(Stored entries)

--

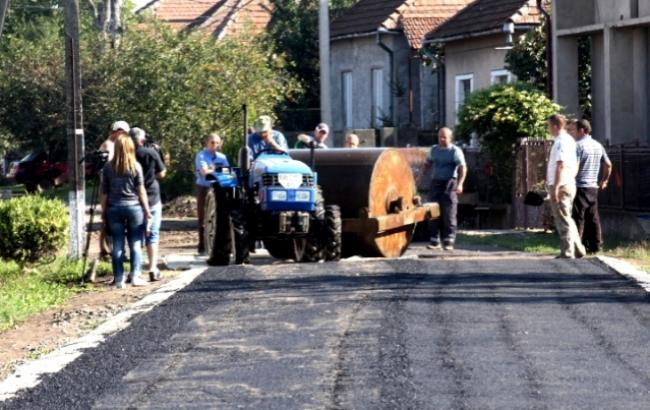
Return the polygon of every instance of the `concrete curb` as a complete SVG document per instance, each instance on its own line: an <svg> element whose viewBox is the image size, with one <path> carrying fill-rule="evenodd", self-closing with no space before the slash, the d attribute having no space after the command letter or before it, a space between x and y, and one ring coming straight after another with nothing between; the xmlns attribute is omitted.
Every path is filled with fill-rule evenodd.
<svg viewBox="0 0 650 410"><path fill-rule="evenodd" d="M0 403L14 397L20 390L38 385L42 375L58 372L68 363L81 356L84 349L98 346L109 336L127 328L133 316L153 309L156 305L192 283L197 276L206 270L207 267L205 266L191 266L189 270L183 272L180 278L161 286L126 310L108 319L87 335L39 359L20 365L9 377L0 382Z"/></svg>
<svg viewBox="0 0 650 410"><path fill-rule="evenodd" d="M650 273L637 268L629 262L611 256L598 256L597 259L619 275L632 279L646 292L650 293Z"/></svg>

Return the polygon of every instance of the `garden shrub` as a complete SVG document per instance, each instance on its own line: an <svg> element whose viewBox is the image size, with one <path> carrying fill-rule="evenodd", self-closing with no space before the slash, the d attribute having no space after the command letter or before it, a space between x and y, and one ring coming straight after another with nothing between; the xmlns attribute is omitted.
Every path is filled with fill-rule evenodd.
<svg viewBox="0 0 650 410"><path fill-rule="evenodd" d="M68 211L58 199L27 195L0 201L0 258L20 264L56 255L68 241Z"/></svg>
<svg viewBox="0 0 650 410"><path fill-rule="evenodd" d="M494 176L494 196L510 202L513 182L513 150L519 138L549 138L546 121L561 107L543 92L524 84L495 85L476 91L458 114L456 135L476 134L481 150L489 156Z"/></svg>

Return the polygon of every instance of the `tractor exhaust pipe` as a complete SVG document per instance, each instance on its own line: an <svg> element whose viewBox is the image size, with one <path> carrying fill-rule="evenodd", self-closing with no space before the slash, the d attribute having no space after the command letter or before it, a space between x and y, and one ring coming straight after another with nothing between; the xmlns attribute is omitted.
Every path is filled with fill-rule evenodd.
<svg viewBox="0 0 650 410"><path fill-rule="evenodd" d="M248 148L248 106L242 105L244 114L244 146L239 150L239 167L241 168L242 175L247 175L251 168L250 149Z"/></svg>

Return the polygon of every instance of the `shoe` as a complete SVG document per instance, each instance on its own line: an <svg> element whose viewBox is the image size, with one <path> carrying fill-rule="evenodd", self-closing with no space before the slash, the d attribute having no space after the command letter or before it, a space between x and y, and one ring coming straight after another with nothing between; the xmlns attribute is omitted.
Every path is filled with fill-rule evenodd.
<svg viewBox="0 0 650 410"><path fill-rule="evenodd" d="M567 255L558 255L555 257L555 259L575 259L575 257L567 256Z"/></svg>
<svg viewBox="0 0 650 410"><path fill-rule="evenodd" d="M121 280L119 282L113 281L113 286L115 286L115 289L124 289L126 287L126 283L124 280Z"/></svg>
<svg viewBox="0 0 650 410"><path fill-rule="evenodd" d="M427 245L427 249L440 249L440 243L431 241Z"/></svg>
<svg viewBox="0 0 650 410"><path fill-rule="evenodd" d="M147 286L147 282L145 282L141 277L136 276L133 279L131 279L131 284L133 286Z"/></svg>
<svg viewBox="0 0 650 410"><path fill-rule="evenodd" d="M133 276L131 276L131 274L126 275L126 283L131 283L132 279L133 279Z"/></svg>
<svg viewBox="0 0 650 410"><path fill-rule="evenodd" d="M149 280L151 282L157 282L162 279L162 274L158 269L149 271Z"/></svg>
<svg viewBox="0 0 650 410"><path fill-rule="evenodd" d="M442 245L442 249L444 249L446 251L453 251L454 250L454 244L446 243L446 244Z"/></svg>

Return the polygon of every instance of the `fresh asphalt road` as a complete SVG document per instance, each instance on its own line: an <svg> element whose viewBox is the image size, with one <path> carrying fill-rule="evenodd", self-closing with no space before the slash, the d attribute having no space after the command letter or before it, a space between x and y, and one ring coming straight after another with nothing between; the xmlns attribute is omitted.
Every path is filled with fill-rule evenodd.
<svg viewBox="0 0 650 410"><path fill-rule="evenodd" d="M211 268L3 409L649 409L650 297L595 260Z"/></svg>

--

**WHAT THE EXERCISE ASKS**
Quote the records in full and exactly; skip any image.

**RESPONSE TO THIS EXERCISE**
Return the polygon of every instance of the `concrete curb` as a complete SVG document per instance, each instance on its own line: an <svg> element whose viewBox is the image size, with one <path> carrying fill-rule="evenodd", self-closing with no space before the slash, the d attribute having no space after the command letter or before it, a space between x and y, and one ring coming straight after another with nothing between; the xmlns attribute is omitted.
Every path is filled with fill-rule evenodd.
<svg viewBox="0 0 650 410"><path fill-rule="evenodd" d="M0 403L14 397L20 390L38 385L42 375L58 372L68 363L81 356L84 349L98 346L109 336L127 328L133 316L153 309L156 305L192 283L197 276L206 270L207 267L205 266L191 266L189 270L183 272L180 278L161 286L126 310L108 319L87 335L39 359L20 365L9 377L0 382Z"/></svg>
<svg viewBox="0 0 650 410"><path fill-rule="evenodd" d="M650 273L637 268L629 262L611 256L598 256L597 259L619 275L632 279L646 292L650 293Z"/></svg>

Return the polygon of every instance of the `garden shrub` as a complete SVG document per instance, each instance on its own line: an <svg> element whose viewBox is the image size, with one <path> carrying fill-rule="evenodd", self-closing with no space before the slash, the d attribute having no space after the command letter or before it, a space between x and y, and one ring coming straight after another with nothing between; the xmlns attribute is omitted.
Every path is filled with fill-rule evenodd.
<svg viewBox="0 0 650 410"><path fill-rule="evenodd" d="M68 211L58 199L27 195L0 201L0 258L20 264L56 255L68 241Z"/></svg>
<svg viewBox="0 0 650 410"><path fill-rule="evenodd" d="M494 176L494 196L510 202L513 182L513 150L519 138L549 138L546 121L561 107L543 92L524 84L495 85L476 91L458 114L456 135L476 134L481 150L489 156Z"/></svg>

Return the polygon of every instance of the `tractor exhaust pipe` as a complete SVG document per instance, each instance on its own line: an <svg> element whose viewBox is the image size, with one <path> carrying fill-rule="evenodd", self-closing with no space before the slash, the d attribute having no space after the command letter or before it, a space between x and y, and one ring coming straight after another with nothing between; the xmlns attribute is omitted.
Every path is filled with fill-rule evenodd.
<svg viewBox="0 0 650 410"><path fill-rule="evenodd" d="M248 148L248 106L242 105L244 114L244 146L239 150L239 167L241 168L242 175L247 175L251 168L250 149Z"/></svg>

Return the polygon of every instance of the `shoe` as a complete SVG document per instance, each instance on its own line: an <svg> element whose viewBox is the image size, with one <path> carrying fill-rule="evenodd", self-closing with no space before the slash, the d attribute having no space after the command letter or before it, a space between x and y, and one ring coming straight after another with nothing between; the xmlns attribute is omitted.
Every path is filled with fill-rule evenodd.
<svg viewBox="0 0 650 410"><path fill-rule="evenodd" d="M567 255L558 255L555 257L555 259L575 259L575 257L567 256Z"/></svg>
<svg viewBox="0 0 650 410"><path fill-rule="evenodd" d="M121 280L119 282L113 281L113 286L115 286L115 289L124 289L126 287L126 283L124 280Z"/></svg>
<svg viewBox="0 0 650 410"><path fill-rule="evenodd" d="M427 245L427 249L440 249L440 243L431 241Z"/></svg>
<svg viewBox="0 0 650 410"><path fill-rule="evenodd" d="M147 286L147 282L145 282L141 277L136 276L133 279L131 279L131 284L133 286Z"/></svg>
<svg viewBox="0 0 650 410"><path fill-rule="evenodd" d="M133 276L131 276L131 274L126 275L126 283L131 283L132 279L133 279Z"/></svg>
<svg viewBox="0 0 650 410"><path fill-rule="evenodd" d="M149 280L151 282L157 282L162 279L162 274L158 269L149 271Z"/></svg>
<svg viewBox="0 0 650 410"><path fill-rule="evenodd" d="M442 245L442 249L444 249L446 251L453 251L454 250L454 244L446 243L446 244Z"/></svg>

Return the polygon of every instance of the `fresh asphalt road` as a complete SVG document per instance, each instance on its own line: an <svg> element whose viewBox is the image size, with one <path> carrying fill-rule="evenodd", self-closing with no space before the slash, the d attribute having no space after the command letter or before it, a space between x and y, and one ring coming straight after another with nothing between; the xmlns attribute is omitted.
Every path is filled with fill-rule evenodd.
<svg viewBox="0 0 650 410"><path fill-rule="evenodd" d="M211 268L3 409L649 409L650 297L595 260Z"/></svg>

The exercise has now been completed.